(Data records)
╔══
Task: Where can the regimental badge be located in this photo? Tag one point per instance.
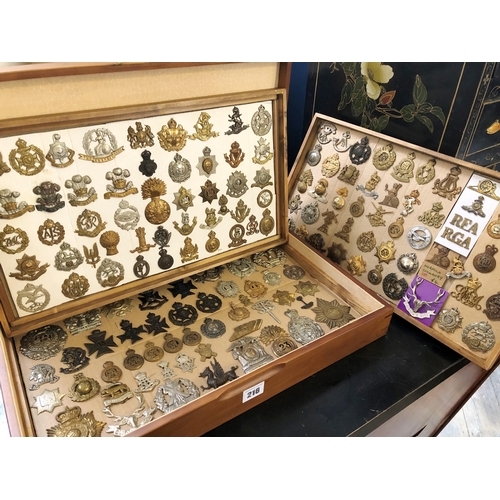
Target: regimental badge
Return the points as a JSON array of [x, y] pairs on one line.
[[49, 199], [111, 373], [126, 216], [59, 154], [10, 208], [479, 336], [183, 199], [147, 166], [314, 156], [476, 207], [393, 287], [189, 251], [211, 220], [447, 188], [48, 400], [433, 217], [175, 393], [236, 234], [263, 152], [43, 343], [203, 128], [449, 319], [236, 155], [13, 240], [89, 223], [485, 262], [261, 121], [179, 169], [110, 273], [486, 187], [157, 211], [26, 160], [384, 158], [396, 228], [42, 374], [332, 313], [237, 123], [324, 132], [305, 180], [467, 294], [75, 286], [141, 137], [209, 191], [82, 195], [105, 149], [207, 164], [83, 388], [403, 172], [366, 241], [172, 137], [75, 358], [73, 424], [68, 258], [425, 173], [302, 328], [391, 199], [349, 174], [213, 243], [109, 240], [4, 168], [356, 265], [119, 186]]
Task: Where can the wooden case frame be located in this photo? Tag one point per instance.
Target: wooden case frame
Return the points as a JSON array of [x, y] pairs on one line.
[[372, 315], [470, 175]]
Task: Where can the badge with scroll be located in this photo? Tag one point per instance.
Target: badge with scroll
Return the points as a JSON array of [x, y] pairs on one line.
[[423, 300]]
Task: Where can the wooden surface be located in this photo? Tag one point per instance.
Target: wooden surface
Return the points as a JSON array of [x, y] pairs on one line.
[[480, 416]]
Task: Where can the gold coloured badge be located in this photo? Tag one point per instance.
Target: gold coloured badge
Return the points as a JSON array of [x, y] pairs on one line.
[[189, 251], [386, 252], [403, 172], [10, 208], [447, 188], [172, 136], [26, 160], [59, 154], [75, 286], [157, 211], [263, 152], [29, 268], [203, 128], [207, 164], [330, 166], [384, 158], [140, 137], [425, 173], [183, 199], [119, 186], [332, 313], [105, 149], [356, 265]]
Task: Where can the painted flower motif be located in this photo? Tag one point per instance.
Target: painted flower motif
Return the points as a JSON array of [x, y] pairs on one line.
[[374, 74]]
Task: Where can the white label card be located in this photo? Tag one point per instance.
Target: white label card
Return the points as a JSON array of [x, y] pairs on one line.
[[253, 392], [465, 224]]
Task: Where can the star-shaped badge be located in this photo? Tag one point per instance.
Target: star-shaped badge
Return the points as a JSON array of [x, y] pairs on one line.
[[48, 400]]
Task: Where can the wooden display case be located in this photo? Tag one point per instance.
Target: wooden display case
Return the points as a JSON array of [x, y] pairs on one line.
[[417, 227], [156, 284]]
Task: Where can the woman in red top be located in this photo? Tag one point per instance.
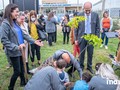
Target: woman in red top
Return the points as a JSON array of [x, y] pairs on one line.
[[106, 26]]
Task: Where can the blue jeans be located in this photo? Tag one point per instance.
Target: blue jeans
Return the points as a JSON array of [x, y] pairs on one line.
[[103, 36]]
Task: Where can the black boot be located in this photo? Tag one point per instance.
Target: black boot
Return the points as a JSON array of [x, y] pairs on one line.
[[27, 67]]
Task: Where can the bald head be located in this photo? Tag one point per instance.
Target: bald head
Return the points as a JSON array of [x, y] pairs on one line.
[[66, 57], [87, 7]]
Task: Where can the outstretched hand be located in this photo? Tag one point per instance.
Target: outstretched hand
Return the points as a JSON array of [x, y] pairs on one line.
[[39, 42]]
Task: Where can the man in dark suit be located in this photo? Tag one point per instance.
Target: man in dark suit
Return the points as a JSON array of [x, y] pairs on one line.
[[90, 26]]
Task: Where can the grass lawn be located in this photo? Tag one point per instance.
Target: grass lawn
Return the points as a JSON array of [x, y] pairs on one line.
[[100, 55]]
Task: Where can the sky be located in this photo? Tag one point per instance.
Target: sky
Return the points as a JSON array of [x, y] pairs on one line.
[[82, 1]]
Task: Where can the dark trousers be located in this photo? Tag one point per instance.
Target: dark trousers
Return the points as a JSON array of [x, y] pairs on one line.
[[55, 33], [51, 38], [35, 49], [103, 36], [90, 49], [66, 34], [18, 68]]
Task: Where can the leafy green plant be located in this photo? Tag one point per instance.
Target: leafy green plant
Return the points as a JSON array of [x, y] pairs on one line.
[[93, 39], [75, 21]]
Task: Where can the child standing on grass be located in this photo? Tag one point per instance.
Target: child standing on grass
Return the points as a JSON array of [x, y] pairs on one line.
[[76, 48]]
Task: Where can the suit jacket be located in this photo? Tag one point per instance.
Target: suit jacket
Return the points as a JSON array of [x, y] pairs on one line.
[[95, 26], [10, 39], [57, 55]]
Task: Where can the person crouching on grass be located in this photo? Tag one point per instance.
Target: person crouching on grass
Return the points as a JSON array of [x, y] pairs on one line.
[[13, 40], [83, 84], [47, 78]]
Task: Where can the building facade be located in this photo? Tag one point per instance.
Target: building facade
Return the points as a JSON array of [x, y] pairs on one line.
[[59, 6], [113, 6]]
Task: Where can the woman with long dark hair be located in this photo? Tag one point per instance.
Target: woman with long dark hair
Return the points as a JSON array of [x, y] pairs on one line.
[[13, 41], [106, 26], [66, 28], [34, 34]]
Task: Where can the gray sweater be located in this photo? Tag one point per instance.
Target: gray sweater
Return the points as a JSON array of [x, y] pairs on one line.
[[57, 55], [45, 79], [50, 25], [99, 83]]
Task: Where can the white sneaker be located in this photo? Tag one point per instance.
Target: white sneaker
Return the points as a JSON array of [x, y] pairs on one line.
[[102, 45], [106, 47]]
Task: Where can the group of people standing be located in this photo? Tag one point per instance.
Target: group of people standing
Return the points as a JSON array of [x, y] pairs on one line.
[[20, 32]]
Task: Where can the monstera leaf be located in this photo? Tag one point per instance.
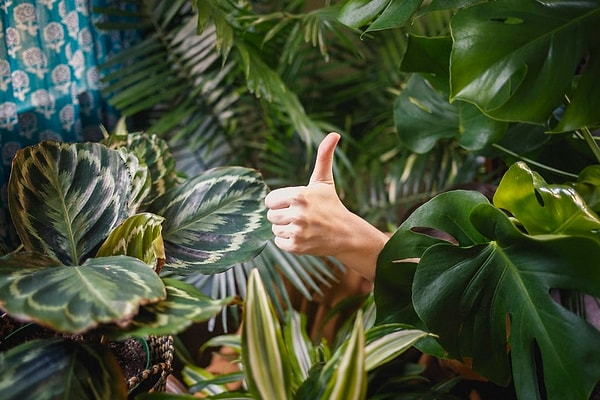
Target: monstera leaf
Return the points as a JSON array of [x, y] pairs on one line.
[[183, 306], [214, 220], [75, 299], [507, 52], [60, 369], [542, 208], [66, 198], [486, 293], [422, 114]]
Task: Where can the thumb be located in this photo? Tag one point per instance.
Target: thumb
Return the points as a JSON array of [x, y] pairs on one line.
[[323, 171]]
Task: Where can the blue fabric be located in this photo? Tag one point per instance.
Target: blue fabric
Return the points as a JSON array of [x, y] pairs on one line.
[[49, 80]]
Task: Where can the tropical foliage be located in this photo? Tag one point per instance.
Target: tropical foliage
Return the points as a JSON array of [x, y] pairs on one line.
[[102, 227], [280, 361]]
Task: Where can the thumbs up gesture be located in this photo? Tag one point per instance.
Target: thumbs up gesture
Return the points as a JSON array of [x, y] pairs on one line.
[[312, 219]]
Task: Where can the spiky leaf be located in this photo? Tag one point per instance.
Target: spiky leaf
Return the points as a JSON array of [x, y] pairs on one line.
[[65, 198], [60, 369], [35, 287], [138, 236], [214, 220]]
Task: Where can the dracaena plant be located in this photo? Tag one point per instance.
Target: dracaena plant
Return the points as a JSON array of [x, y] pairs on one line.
[[279, 361], [515, 80], [105, 230]]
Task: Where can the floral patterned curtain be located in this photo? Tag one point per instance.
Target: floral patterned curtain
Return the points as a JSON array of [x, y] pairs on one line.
[[49, 80]]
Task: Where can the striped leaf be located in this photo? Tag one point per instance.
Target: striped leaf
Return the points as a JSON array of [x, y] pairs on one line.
[[214, 220], [154, 153], [36, 287], [138, 236], [183, 306], [65, 198], [348, 379], [264, 355], [60, 369]]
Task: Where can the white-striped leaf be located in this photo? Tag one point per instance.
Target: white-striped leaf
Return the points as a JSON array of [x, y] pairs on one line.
[[138, 236], [264, 356], [183, 306], [348, 379], [214, 220], [152, 151], [75, 299], [60, 369], [65, 198]]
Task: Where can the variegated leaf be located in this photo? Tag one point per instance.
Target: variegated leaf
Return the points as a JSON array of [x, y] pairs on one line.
[[141, 182], [154, 153], [214, 220], [60, 369], [264, 354], [348, 379], [35, 287], [386, 342], [65, 198], [183, 306], [138, 236]]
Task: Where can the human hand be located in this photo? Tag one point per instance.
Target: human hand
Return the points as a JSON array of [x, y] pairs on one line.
[[313, 220]]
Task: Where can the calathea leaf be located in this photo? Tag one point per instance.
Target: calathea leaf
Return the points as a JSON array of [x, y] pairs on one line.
[[214, 220], [491, 299], [66, 198], [75, 299], [543, 208], [138, 236], [60, 369], [154, 153]]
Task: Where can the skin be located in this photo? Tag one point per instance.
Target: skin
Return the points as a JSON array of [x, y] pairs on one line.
[[313, 220]]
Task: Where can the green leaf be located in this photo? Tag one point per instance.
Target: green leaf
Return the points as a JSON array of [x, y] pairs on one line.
[[443, 218], [264, 355], [543, 208], [358, 13], [214, 220], [138, 236], [345, 375], [65, 198], [588, 186], [60, 369], [480, 299], [153, 152], [506, 52], [183, 306], [424, 117], [75, 299]]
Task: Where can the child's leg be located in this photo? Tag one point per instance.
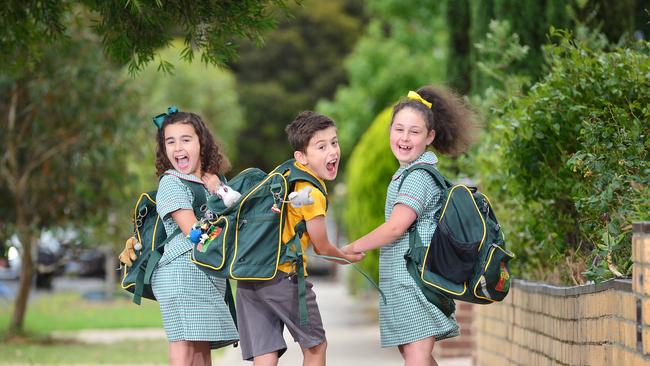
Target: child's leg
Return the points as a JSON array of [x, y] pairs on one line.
[[202, 356], [315, 356], [189, 353], [418, 353], [268, 359]]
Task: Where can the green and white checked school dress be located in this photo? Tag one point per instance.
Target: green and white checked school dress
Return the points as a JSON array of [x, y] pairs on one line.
[[191, 302], [408, 316]]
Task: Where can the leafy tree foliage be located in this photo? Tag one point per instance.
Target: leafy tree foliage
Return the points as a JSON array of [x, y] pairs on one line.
[[133, 30], [401, 50], [65, 135], [573, 153], [204, 89], [299, 63]]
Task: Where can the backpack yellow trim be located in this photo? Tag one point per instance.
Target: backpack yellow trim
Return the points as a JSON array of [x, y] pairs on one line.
[[137, 232], [444, 210], [223, 246], [277, 259]]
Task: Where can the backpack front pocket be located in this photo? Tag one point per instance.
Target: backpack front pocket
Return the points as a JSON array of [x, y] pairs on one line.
[[451, 258], [256, 256], [493, 280], [213, 251]]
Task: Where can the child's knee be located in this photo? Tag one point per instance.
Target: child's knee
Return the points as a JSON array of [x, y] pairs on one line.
[[318, 349]]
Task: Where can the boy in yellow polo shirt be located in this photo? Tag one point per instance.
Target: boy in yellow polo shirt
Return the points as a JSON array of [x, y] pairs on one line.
[[264, 308]]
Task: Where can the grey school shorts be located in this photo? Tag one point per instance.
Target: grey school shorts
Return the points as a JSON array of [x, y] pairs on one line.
[[264, 308]]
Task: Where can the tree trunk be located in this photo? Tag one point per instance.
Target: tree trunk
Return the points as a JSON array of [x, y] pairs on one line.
[[26, 268]]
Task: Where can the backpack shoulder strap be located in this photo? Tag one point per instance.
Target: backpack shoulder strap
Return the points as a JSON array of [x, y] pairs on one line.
[[295, 174], [441, 181]]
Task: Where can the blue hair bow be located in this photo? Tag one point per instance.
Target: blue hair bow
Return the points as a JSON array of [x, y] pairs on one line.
[[159, 119]]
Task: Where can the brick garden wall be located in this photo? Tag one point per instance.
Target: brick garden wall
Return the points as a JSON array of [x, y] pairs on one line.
[[603, 324]]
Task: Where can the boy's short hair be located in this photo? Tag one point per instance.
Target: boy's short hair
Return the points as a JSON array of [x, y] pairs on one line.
[[304, 126]]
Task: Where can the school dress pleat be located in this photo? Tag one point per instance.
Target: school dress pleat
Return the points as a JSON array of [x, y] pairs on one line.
[[408, 316], [191, 302]]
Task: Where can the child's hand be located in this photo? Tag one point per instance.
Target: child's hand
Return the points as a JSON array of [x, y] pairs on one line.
[[354, 257], [212, 182], [348, 249]]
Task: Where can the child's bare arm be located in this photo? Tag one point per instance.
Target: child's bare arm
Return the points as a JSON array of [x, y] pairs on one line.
[[184, 219], [400, 220], [317, 230]]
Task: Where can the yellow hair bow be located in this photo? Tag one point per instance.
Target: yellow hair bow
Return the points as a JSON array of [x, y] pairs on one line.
[[415, 96]]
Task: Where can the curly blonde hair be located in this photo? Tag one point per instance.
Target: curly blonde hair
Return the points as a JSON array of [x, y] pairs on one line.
[[455, 123], [213, 160]]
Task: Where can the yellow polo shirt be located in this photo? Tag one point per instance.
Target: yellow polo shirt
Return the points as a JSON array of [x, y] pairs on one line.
[[306, 213]]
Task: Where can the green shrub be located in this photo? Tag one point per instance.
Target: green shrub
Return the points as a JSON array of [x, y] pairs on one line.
[[369, 171], [574, 160]]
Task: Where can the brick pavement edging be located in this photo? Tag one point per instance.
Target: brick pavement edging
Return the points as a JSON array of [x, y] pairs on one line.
[[597, 324]]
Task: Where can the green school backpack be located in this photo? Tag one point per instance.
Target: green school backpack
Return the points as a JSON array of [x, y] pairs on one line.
[[149, 231], [467, 259], [244, 241]]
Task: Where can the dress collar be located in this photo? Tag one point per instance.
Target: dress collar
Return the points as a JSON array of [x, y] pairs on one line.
[[428, 157]]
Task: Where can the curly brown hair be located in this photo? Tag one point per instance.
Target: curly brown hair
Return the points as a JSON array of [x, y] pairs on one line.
[[453, 120], [213, 159]]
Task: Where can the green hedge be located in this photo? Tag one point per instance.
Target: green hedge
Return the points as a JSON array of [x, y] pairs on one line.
[[573, 158], [369, 171]]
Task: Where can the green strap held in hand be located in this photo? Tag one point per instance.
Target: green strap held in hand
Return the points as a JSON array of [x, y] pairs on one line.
[[367, 276]]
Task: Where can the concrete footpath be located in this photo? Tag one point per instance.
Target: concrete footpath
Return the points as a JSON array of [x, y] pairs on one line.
[[352, 334]]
╚══
**STATED GOAL:**
Put the part of the records that opens with the line containing "Task: Where can the badge" and closes with the line containing "149], [356, 265]]" into a two-column CSV with the headers input and output, one row per record. Place each value in a single quoted field, replacing line breaks with spaces.

**ANSWER TO THIS EXERCISE:**
input,output
"Task: Where can the badge with scroll be located in this photo? Tag one point per instance. Target: badge with scroll Return the points as a JSON array of [x, y] pairs on one line.","[[423, 300]]"
"Task: Where can the wooden surface be located in this photo? Tag one point per instance. Target: wooden surface Return the points as a JSON array of [x, y] pairs on one line.","[[480, 416]]"
"Task: Where can the gold coloured badge be located in this photo? Tag one point per instance. Target: gold coloured badge Return the points as a JSON array of [x, y] pairs on one line.","[[189, 251], [386, 252], [403, 172], [10, 208], [447, 188], [172, 136], [26, 160], [59, 154], [75, 286], [157, 211], [263, 152], [29, 268], [203, 128], [207, 164], [330, 166], [384, 158], [140, 137], [425, 173], [183, 199], [119, 186], [332, 313], [105, 149], [356, 265]]"